PROMPT: Reproduce every line of each item below verbatim, without changing a single character.

.....

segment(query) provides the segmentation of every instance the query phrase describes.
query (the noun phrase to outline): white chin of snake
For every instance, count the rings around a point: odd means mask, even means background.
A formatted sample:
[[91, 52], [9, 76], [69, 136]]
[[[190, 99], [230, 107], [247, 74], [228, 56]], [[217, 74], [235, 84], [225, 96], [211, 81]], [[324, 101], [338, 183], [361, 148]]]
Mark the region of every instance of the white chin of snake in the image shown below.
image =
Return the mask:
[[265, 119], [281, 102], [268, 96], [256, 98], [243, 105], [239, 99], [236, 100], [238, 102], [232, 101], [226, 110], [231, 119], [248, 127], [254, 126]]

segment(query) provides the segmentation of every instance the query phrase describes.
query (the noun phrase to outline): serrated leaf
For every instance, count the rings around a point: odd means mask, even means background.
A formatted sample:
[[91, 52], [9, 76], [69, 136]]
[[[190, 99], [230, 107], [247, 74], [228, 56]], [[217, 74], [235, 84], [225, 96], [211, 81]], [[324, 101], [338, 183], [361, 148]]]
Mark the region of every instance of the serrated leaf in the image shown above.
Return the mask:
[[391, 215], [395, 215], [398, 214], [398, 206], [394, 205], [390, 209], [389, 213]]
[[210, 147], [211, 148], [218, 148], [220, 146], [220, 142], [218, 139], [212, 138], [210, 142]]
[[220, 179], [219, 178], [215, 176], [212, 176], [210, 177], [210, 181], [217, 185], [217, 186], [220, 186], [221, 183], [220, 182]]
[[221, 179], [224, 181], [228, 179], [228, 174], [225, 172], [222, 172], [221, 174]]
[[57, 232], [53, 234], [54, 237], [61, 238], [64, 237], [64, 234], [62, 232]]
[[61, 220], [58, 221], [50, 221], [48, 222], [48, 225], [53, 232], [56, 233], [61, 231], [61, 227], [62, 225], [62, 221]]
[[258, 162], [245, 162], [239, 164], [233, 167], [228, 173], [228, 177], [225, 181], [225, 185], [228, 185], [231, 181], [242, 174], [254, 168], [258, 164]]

.....

RESPONSE:
segment(query) provides the segmentation of every instance the query phrase describes.
query (the noun phrase to outline): white chin of snake
For every instance, count the rings around a point: odd means mask, even means background.
A formatted sample:
[[91, 52], [9, 76], [69, 136]]
[[[190, 99], [230, 107], [247, 74], [228, 56]], [[217, 74], [235, 84], [225, 96], [211, 81]], [[324, 101], [338, 183], [361, 148]]]
Mark the region of every instance of the white chin of snake in the image shown below.
image =
Return the mask:
[[265, 119], [281, 102], [268, 96], [256, 98], [243, 105], [239, 99], [236, 100], [238, 102], [232, 101], [226, 110], [231, 119], [248, 127], [254, 126]]

segment(query) provides the segmentation of every instance the query phrase describes.
query (the noun phrase to outline): serrated leaf
For every instance, count the rings around a point: odd means mask, even means background.
A formatted sample:
[[91, 52], [9, 76], [69, 136]]
[[[190, 99], [230, 107], [247, 74], [228, 56]], [[217, 74], [235, 84], [225, 96], [211, 81]], [[324, 101], [338, 183], [361, 148]]]
Mark the region of every instance of the serrated leaf in the image shown above.
Return the mask:
[[391, 215], [395, 215], [398, 214], [398, 206], [394, 205], [390, 209], [389, 213]]
[[210, 147], [211, 148], [218, 148], [220, 146], [220, 142], [218, 139], [212, 138], [210, 142]]
[[220, 179], [219, 178], [215, 176], [212, 176], [210, 177], [210, 181], [217, 185], [217, 186], [220, 186], [221, 183], [220, 182]]
[[221, 179], [224, 181], [228, 179], [228, 174], [225, 172], [222, 172], [221, 174]]
[[57, 232], [53, 234], [54, 237], [61, 238], [64, 237], [64, 234], [62, 232]]
[[61, 220], [58, 221], [50, 221], [48, 222], [48, 225], [53, 232], [56, 233], [61, 231], [61, 227], [62, 225], [62, 221]]
[[258, 162], [245, 162], [239, 164], [233, 167], [228, 173], [228, 177], [225, 181], [225, 185], [228, 185], [231, 181], [242, 174], [254, 168], [258, 164]]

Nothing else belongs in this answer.